§ ENTRIES SUPPLIED:

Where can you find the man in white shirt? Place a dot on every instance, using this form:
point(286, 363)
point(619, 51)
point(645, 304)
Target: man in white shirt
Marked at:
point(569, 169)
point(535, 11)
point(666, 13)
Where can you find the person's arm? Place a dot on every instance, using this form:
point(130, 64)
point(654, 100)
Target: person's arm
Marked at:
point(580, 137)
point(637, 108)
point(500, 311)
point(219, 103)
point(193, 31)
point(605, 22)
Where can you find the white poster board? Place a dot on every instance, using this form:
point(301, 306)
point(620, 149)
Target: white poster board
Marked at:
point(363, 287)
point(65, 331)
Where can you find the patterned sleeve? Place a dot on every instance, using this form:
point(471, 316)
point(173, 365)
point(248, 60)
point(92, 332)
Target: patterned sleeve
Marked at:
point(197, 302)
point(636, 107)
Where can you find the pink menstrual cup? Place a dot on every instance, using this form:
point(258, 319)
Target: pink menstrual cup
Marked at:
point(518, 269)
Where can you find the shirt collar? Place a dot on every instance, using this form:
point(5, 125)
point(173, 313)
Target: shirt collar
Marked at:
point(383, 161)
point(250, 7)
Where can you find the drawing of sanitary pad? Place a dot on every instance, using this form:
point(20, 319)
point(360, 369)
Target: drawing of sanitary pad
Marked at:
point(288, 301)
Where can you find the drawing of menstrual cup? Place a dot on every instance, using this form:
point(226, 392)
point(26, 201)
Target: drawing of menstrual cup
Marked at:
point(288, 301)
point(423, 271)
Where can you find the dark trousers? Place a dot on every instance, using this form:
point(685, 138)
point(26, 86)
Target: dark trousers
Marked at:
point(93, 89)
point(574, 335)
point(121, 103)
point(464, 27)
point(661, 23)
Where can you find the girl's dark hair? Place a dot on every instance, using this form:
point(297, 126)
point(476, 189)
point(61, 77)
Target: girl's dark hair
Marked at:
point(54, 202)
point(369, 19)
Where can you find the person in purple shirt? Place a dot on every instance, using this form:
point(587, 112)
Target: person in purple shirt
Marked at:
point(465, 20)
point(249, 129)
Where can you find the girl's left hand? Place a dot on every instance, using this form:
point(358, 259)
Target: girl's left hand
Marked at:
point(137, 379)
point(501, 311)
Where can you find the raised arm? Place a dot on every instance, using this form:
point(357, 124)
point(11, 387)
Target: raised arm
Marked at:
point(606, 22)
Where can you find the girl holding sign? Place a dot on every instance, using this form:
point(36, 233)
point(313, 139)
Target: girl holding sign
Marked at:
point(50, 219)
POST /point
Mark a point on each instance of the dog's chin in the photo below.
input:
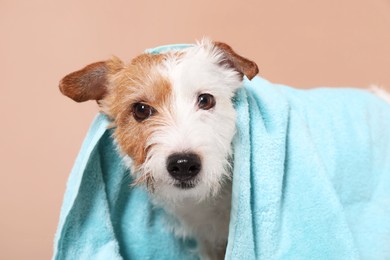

§ INSTRUCTIONS FOR THE TASK:
Return all lines in the entries above that carry the word "purple".

§ RESPONSE TO THIS TASK:
Where can you find the person in purple shirt? Place a dot on every instance, using this form:
Target: person in purple shirt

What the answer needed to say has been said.